_What you have to do:_ In the text on Marquardt's testosterone usage exemption, why are fighters allowed to compete while New Jersey is still reviewing their exemption? Answer in one to three sentences.

Meanwhile, as other developments of Marquardt's hormone replacement therapy have come to light, additional related issues have been raised. Among them: if New Jersey denied Marquardt a testosterone usage exemption (TUE) and placed him on its suspension rolls following his March UFC 128 win over Dan Miller, couldn't the result of that fight be changed to a no contest?
According to New Jersey athletic control board legal counsel Nick Lembo, the answer is no.
As Lembo explained it, a TUE is a two-pronged process. First, the commission and its doctors must determine whether the treatment is a medical necessity, and second, the fighter must still test within normal testosterone ranges to qualify for competition.
Here's the tricky part. Determining medical necessity is a lengthy ordeal that can take months. By way of context, Marquardt first approached New Jersey officials about a TUE on Feb. 11, and he was still working with them on the process when his TUE was denied on June 23, a full four-and-a-half month stretch.
During that time, state commission doctors examined medical records, paperwork, check blood test results, and interacted with the athlete's doctors. Because that type of due diligence takes so much time, fighters are allowed to compete while undergoing the process as long as they can test in an acceptable range in the meantime.
New Jersey regulators gave Marquardt approval to fight, provided that he go through this entire lengthy process and that his testosterone levels remained within range. According to Lembo, just in relation to the March bout, he was subject to testosterone-level checks twice before the bout, on fight night, and twice afterward.

_Source material:_
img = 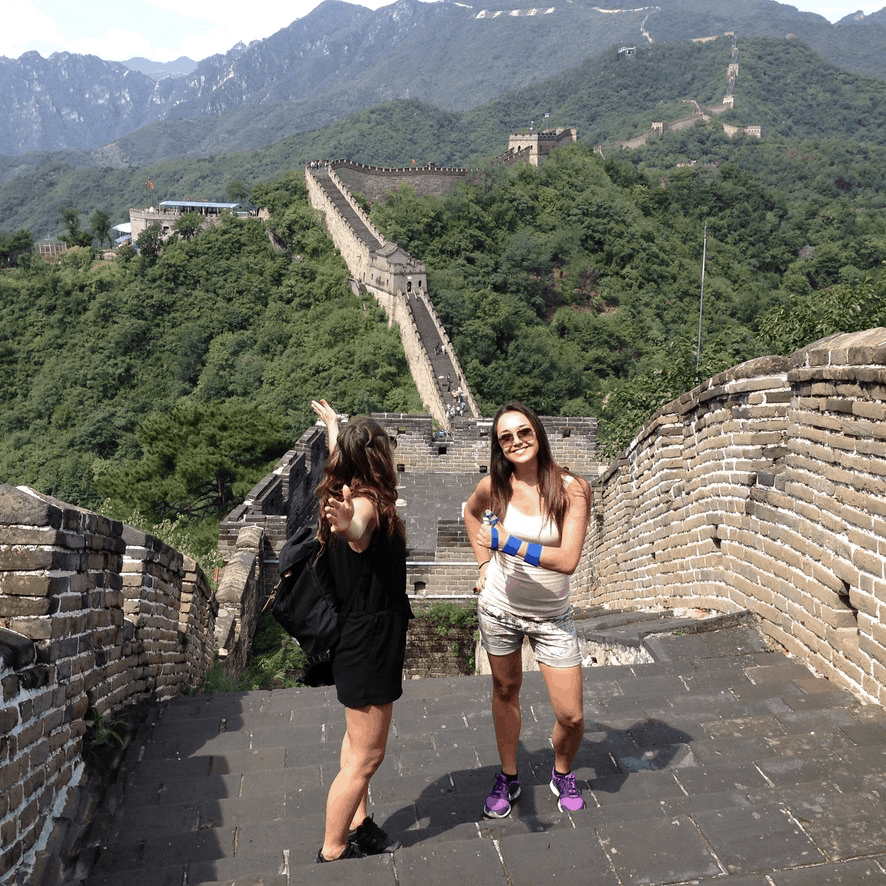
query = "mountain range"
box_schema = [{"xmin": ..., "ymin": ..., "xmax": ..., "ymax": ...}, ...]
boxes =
[{"xmin": 0, "ymin": 0, "xmax": 886, "ymax": 169}]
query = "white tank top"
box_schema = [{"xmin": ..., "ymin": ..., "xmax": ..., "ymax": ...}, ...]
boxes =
[{"xmin": 480, "ymin": 505, "xmax": 569, "ymax": 619}]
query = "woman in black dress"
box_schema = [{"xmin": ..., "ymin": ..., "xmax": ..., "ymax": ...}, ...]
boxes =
[{"xmin": 311, "ymin": 400, "xmax": 412, "ymax": 862}]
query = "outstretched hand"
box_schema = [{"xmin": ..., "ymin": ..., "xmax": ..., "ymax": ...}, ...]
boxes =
[
  {"xmin": 324, "ymin": 484, "xmax": 354, "ymax": 535},
  {"xmin": 311, "ymin": 400, "xmax": 338, "ymax": 454}
]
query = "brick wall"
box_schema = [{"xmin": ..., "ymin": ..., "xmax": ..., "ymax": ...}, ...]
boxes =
[
  {"xmin": 590, "ymin": 329, "xmax": 886, "ymax": 704},
  {"xmin": 0, "ymin": 485, "xmax": 216, "ymax": 881}
]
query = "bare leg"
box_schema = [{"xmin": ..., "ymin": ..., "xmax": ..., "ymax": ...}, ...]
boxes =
[
  {"xmin": 339, "ymin": 731, "xmax": 369, "ymax": 831},
  {"xmin": 489, "ymin": 649, "xmax": 523, "ymax": 775},
  {"xmin": 321, "ymin": 704, "xmax": 393, "ymax": 861},
  {"xmin": 539, "ymin": 664, "xmax": 585, "ymax": 773}
]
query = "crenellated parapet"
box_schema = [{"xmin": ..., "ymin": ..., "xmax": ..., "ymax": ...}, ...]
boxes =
[
  {"xmin": 591, "ymin": 329, "xmax": 886, "ymax": 704},
  {"xmin": 0, "ymin": 485, "xmax": 216, "ymax": 882}
]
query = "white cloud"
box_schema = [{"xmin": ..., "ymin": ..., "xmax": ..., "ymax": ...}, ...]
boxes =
[{"xmin": 0, "ymin": 0, "xmax": 65, "ymax": 58}]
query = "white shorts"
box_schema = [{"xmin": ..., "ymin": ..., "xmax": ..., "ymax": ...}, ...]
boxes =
[{"xmin": 477, "ymin": 602, "xmax": 581, "ymax": 668}]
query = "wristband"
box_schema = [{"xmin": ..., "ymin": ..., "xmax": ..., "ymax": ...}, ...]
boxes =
[{"xmin": 501, "ymin": 535, "xmax": 523, "ymax": 557}]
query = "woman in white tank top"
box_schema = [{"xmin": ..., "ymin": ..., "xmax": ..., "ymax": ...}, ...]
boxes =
[{"xmin": 464, "ymin": 402, "xmax": 591, "ymax": 818}]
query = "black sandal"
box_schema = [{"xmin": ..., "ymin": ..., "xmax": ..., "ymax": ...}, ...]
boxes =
[{"xmin": 317, "ymin": 843, "xmax": 366, "ymax": 864}]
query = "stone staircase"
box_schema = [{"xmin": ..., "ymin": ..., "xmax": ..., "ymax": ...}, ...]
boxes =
[{"xmin": 53, "ymin": 612, "xmax": 886, "ymax": 886}]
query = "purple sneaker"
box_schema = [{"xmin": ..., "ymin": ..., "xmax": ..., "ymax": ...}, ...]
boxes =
[
  {"xmin": 551, "ymin": 769, "xmax": 585, "ymax": 812},
  {"xmin": 483, "ymin": 772, "xmax": 520, "ymax": 818}
]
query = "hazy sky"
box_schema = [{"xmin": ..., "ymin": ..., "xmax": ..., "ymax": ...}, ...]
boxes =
[{"xmin": 0, "ymin": 0, "xmax": 884, "ymax": 62}]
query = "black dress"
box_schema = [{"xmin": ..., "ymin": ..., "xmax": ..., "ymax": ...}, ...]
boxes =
[{"xmin": 329, "ymin": 529, "xmax": 412, "ymax": 708}]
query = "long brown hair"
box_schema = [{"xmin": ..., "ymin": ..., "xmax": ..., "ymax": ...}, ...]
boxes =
[
  {"xmin": 489, "ymin": 400, "xmax": 569, "ymax": 535},
  {"xmin": 315, "ymin": 417, "xmax": 406, "ymax": 548}
]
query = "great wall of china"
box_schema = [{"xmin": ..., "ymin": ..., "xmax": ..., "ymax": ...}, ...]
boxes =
[{"xmin": 0, "ymin": 41, "xmax": 886, "ymax": 883}]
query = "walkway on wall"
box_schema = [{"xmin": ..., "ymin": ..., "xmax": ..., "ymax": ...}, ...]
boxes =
[
  {"xmin": 409, "ymin": 296, "xmax": 471, "ymax": 417},
  {"xmin": 310, "ymin": 166, "xmax": 479, "ymax": 419},
  {"xmin": 311, "ymin": 165, "xmax": 384, "ymax": 250},
  {"xmin": 69, "ymin": 613, "xmax": 886, "ymax": 886}
]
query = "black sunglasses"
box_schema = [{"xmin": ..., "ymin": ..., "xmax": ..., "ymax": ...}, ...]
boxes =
[{"xmin": 498, "ymin": 428, "xmax": 535, "ymax": 449}]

_Reply:_ Establishing medical necessity is a lengthy process that can take months: commission doctors examine medical records, paperwork and blood test results and interact with the athlete's doctors. Because that due diligence takes so much time, fighters may compete in the meantime as long as they test within an acceptable testosterone range.